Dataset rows
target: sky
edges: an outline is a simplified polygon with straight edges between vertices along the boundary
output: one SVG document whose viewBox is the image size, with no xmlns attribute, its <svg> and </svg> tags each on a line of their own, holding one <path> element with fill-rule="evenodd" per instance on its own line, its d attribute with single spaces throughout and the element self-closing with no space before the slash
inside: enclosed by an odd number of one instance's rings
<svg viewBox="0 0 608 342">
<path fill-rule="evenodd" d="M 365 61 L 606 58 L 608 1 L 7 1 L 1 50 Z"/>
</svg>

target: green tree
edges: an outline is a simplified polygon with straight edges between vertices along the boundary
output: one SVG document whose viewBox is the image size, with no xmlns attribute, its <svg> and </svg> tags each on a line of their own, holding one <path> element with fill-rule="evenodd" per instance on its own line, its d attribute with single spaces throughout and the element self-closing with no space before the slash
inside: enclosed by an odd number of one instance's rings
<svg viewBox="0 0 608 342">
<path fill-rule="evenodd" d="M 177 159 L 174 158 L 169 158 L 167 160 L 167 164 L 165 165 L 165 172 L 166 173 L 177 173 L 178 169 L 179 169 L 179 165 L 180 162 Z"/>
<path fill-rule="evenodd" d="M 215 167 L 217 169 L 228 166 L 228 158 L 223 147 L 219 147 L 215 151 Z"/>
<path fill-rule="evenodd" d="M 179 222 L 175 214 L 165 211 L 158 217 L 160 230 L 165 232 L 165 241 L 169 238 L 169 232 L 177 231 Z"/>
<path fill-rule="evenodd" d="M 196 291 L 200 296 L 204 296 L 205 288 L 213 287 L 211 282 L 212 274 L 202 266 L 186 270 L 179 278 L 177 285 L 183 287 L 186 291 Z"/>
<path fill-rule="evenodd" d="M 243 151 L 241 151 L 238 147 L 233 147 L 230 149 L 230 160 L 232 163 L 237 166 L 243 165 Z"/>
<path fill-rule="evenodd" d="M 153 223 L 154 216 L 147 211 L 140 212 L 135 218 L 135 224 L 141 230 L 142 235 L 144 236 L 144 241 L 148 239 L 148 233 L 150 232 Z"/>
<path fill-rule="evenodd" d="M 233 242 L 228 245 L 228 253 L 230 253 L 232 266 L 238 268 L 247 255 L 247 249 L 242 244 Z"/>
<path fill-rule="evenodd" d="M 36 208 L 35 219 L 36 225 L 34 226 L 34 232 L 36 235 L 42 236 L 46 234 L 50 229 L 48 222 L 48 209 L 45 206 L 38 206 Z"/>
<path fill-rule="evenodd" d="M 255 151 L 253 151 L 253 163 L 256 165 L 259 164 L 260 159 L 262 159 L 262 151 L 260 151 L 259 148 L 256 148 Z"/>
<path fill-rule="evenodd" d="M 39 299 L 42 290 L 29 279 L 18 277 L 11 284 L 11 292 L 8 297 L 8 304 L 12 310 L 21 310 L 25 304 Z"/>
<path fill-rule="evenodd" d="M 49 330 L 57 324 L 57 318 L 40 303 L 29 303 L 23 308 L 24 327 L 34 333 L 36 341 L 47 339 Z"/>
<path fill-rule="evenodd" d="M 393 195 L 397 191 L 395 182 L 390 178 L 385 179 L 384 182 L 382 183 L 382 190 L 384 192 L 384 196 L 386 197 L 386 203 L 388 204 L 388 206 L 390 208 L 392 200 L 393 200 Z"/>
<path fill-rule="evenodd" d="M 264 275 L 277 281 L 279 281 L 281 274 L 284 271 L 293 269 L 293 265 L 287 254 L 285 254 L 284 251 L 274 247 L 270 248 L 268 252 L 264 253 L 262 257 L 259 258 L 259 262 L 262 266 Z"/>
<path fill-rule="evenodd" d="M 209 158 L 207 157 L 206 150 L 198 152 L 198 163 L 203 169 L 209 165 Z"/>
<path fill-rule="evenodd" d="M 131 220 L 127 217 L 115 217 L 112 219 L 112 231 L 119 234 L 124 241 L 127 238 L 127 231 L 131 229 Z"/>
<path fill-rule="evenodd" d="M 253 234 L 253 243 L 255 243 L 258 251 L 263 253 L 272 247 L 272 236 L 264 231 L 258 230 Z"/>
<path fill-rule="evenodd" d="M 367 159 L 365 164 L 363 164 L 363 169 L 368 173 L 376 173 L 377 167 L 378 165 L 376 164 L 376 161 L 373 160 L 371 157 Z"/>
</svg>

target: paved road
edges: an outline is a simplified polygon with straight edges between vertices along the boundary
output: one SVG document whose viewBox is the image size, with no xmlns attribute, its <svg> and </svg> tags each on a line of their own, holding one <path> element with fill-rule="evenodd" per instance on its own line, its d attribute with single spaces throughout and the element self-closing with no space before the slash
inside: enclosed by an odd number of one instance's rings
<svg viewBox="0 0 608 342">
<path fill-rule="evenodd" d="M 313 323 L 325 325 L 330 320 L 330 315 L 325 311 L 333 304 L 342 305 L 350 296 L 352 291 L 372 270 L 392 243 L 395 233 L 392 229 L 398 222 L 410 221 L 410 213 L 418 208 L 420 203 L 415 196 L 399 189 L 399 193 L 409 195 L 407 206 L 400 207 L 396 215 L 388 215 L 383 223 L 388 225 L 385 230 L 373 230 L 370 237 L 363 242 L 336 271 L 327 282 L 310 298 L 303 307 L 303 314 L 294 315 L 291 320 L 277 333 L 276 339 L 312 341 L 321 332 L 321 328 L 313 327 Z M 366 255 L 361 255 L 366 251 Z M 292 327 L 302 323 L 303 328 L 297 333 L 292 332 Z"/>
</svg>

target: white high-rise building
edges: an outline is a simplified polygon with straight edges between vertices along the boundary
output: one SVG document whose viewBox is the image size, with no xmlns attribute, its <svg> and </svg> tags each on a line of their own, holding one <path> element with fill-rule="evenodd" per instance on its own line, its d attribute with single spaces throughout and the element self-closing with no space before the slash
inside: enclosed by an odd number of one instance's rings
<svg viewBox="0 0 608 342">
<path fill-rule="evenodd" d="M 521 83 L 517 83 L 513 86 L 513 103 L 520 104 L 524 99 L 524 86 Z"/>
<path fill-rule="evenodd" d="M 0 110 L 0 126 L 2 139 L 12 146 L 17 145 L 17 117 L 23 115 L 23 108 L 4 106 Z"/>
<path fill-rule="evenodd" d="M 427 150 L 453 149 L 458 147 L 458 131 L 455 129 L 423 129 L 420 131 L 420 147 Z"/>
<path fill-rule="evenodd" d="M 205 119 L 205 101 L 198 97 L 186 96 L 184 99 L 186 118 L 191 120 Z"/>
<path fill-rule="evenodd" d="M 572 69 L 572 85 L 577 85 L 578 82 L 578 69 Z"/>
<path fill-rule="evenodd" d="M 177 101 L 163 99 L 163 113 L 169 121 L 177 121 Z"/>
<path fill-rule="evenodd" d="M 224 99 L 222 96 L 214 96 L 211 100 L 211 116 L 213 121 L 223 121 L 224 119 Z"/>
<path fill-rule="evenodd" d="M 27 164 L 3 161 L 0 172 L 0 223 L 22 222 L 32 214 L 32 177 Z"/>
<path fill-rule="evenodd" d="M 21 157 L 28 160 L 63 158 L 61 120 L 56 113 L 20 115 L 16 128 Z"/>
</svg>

▶ WHAT THE EXERCISE ASKS
Produce an exact copy of every entry above.

▶ EXERCISE RESULT
target: sky
edges: an outline is a simplified polygon with straight edges between vertices along the boundary
output: one SVG document whose viewBox is the image size, with no xmlns attribute, its <svg> and </svg> tags each on a line of their own, holding one <path> element with fill-rule="evenodd" per instance on its own line, its d attribute with single spaces throughout and the element self-closing with no space before the slash
inside: enclosed by an odd number of one instance's rings
<svg viewBox="0 0 608 342">
<path fill-rule="evenodd" d="M 365 61 L 606 58 L 608 1 L 7 1 L 1 50 Z"/>
</svg>

target: green tree
edges: an outline is a simplified polygon with straight edges between vertices along the boundary
output: one SVG document whose viewBox is the image size, with no xmlns attribute, its <svg> and </svg> tags each on a line of their own, holding one <path> element with fill-rule="evenodd" per instance on its own line, its d attribute with single spaces throughout and the element self-closing with no space before the slash
inside: enclosed by an odd number of one instance's rings
<svg viewBox="0 0 608 342">
<path fill-rule="evenodd" d="M 177 159 L 174 158 L 169 158 L 167 160 L 167 164 L 165 165 L 165 172 L 166 173 L 177 173 L 178 169 L 179 169 L 179 165 L 180 162 Z"/>
<path fill-rule="evenodd" d="M 215 167 L 217 169 L 228 166 L 228 158 L 223 147 L 219 147 L 215 151 Z"/>
<path fill-rule="evenodd" d="M 179 222 L 175 214 L 165 211 L 158 217 L 160 230 L 165 232 L 165 241 L 169 238 L 169 232 L 177 231 Z"/>
<path fill-rule="evenodd" d="M 196 291 L 200 296 L 204 296 L 205 288 L 213 287 L 211 282 L 212 274 L 202 266 L 186 270 L 179 278 L 177 285 L 183 287 L 186 291 Z"/>
<path fill-rule="evenodd" d="M 243 151 L 241 151 L 238 147 L 233 147 L 230 149 L 230 160 L 232 163 L 237 166 L 243 165 Z"/>
<path fill-rule="evenodd" d="M 153 223 L 154 216 L 147 211 L 140 212 L 135 218 L 135 224 L 141 230 L 142 235 L 144 236 L 144 241 L 148 239 L 148 233 L 150 232 Z"/>
<path fill-rule="evenodd" d="M 233 242 L 228 245 L 228 253 L 230 253 L 232 266 L 238 268 L 247 255 L 247 249 L 242 244 Z"/>
<path fill-rule="evenodd" d="M 36 208 L 35 219 L 36 225 L 34 226 L 34 232 L 36 235 L 42 236 L 46 234 L 50 229 L 48 222 L 48 209 L 45 206 L 38 206 Z"/>
<path fill-rule="evenodd" d="M 255 151 L 253 151 L 253 163 L 256 165 L 259 164 L 260 159 L 262 159 L 262 151 L 260 151 L 259 148 L 256 148 Z"/>
<path fill-rule="evenodd" d="M 39 299 L 42 290 L 29 279 L 18 277 L 11 284 L 11 292 L 8 297 L 8 304 L 12 310 L 21 310 L 25 304 Z"/>
<path fill-rule="evenodd" d="M 49 330 L 57 324 L 57 318 L 40 303 L 29 303 L 23 308 L 24 327 L 34 333 L 36 341 L 47 339 Z"/>
<path fill-rule="evenodd" d="M 393 195 L 397 191 L 395 182 L 390 178 L 385 179 L 384 182 L 382 183 L 382 190 L 384 192 L 384 196 L 386 197 L 386 203 L 388 204 L 388 206 L 390 208 L 392 200 L 393 200 Z"/>
<path fill-rule="evenodd" d="M 264 275 L 277 281 L 279 281 L 281 274 L 284 271 L 293 269 L 293 265 L 287 254 L 285 254 L 284 251 L 274 247 L 270 248 L 268 252 L 264 253 L 262 257 L 259 258 L 259 262 L 262 266 Z"/>
<path fill-rule="evenodd" d="M 209 158 L 207 157 L 206 150 L 198 152 L 198 163 L 203 169 L 209 165 Z"/>
<path fill-rule="evenodd" d="M 131 220 L 127 217 L 115 217 L 112 219 L 112 231 L 119 234 L 124 241 L 127 238 L 127 231 L 131 229 Z"/>
<path fill-rule="evenodd" d="M 253 234 L 253 243 L 255 243 L 258 251 L 263 253 L 272 247 L 272 236 L 264 231 L 258 230 Z"/>
<path fill-rule="evenodd" d="M 367 159 L 365 164 L 363 164 L 363 169 L 368 173 L 376 173 L 377 167 L 378 165 L 376 164 L 376 161 L 373 160 L 371 157 Z"/>
</svg>

target: paved road
edges: an outline is a simplified polygon with straight edges between vertices along the boundary
output: one SVG document whose viewBox is the image size, with no xmlns attribute, its <svg> and </svg> tags each on a line of their own, holding one <path> element with fill-rule="evenodd" per instance on its own line, its d attribute with single spaces throughout and the element self-closing with no space before the slash
inside: enclosed by an odd number of one instance's rings
<svg viewBox="0 0 608 342">
<path fill-rule="evenodd" d="M 313 323 L 325 325 L 330 320 L 330 315 L 325 311 L 333 304 L 342 305 L 350 296 L 352 291 L 372 270 L 392 243 L 395 233 L 392 229 L 398 222 L 410 221 L 410 213 L 418 208 L 420 203 L 415 196 L 399 189 L 399 193 L 409 195 L 407 206 L 400 207 L 396 215 L 388 215 L 383 223 L 388 225 L 385 230 L 373 230 L 370 237 L 363 242 L 336 271 L 327 282 L 310 298 L 303 307 L 303 314 L 294 315 L 291 320 L 277 333 L 276 339 L 312 341 L 321 332 L 321 328 L 313 327 Z M 366 255 L 361 255 L 366 251 Z M 292 327 L 302 323 L 303 328 L 297 333 L 292 332 Z"/>
</svg>

target: white high-rise building
edges: an outline is a simplified polygon with straight edges between vertices along the boundary
output: one SVG document whose viewBox is the image size, with no xmlns attribute, its <svg> and </svg> tags each on a line of their own, holding one <path> element with fill-rule="evenodd" per instance on its own line, its d attribute with single spaces throughout and the element self-closing with no space before the slash
inside: enclosed by an odd number of one instance's rings
<svg viewBox="0 0 608 342">
<path fill-rule="evenodd" d="M 521 83 L 517 83 L 513 86 L 513 103 L 520 104 L 524 99 L 524 86 Z"/>
<path fill-rule="evenodd" d="M 0 110 L 0 126 L 2 139 L 12 146 L 17 145 L 17 117 L 23 115 L 23 108 L 4 106 Z"/>
<path fill-rule="evenodd" d="M 427 150 L 453 149 L 458 147 L 458 131 L 455 129 L 423 129 L 420 131 L 420 147 Z"/>
<path fill-rule="evenodd" d="M 205 119 L 205 101 L 198 97 L 186 96 L 184 99 L 186 118 L 191 120 Z"/>
<path fill-rule="evenodd" d="M 572 69 L 572 85 L 577 85 L 578 82 L 578 69 Z"/>
<path fill-rule="evenodd" d="M 177 101 L 163 99 L 163 113 L 169 121 L 177 121 Z"/>
<path fill-rule="evenodd" d="M 224 99 L 222 96 L 214 96 L 211 100 L 211 116 L 213 121 L 223 121 L 224 119 Z"/>
<path fill-rule="evenodd" d="M 27 164 L 3 161 L 0 172 L 0 223 L 22 222 L 32 214 L 32 177 Z"/>
<path fill-rule="evenodd" d="M 21 157 L 28 160 L 63 158 L 61 120 L 56 113 L 20 115 L 16 128 Z"/>
</svg>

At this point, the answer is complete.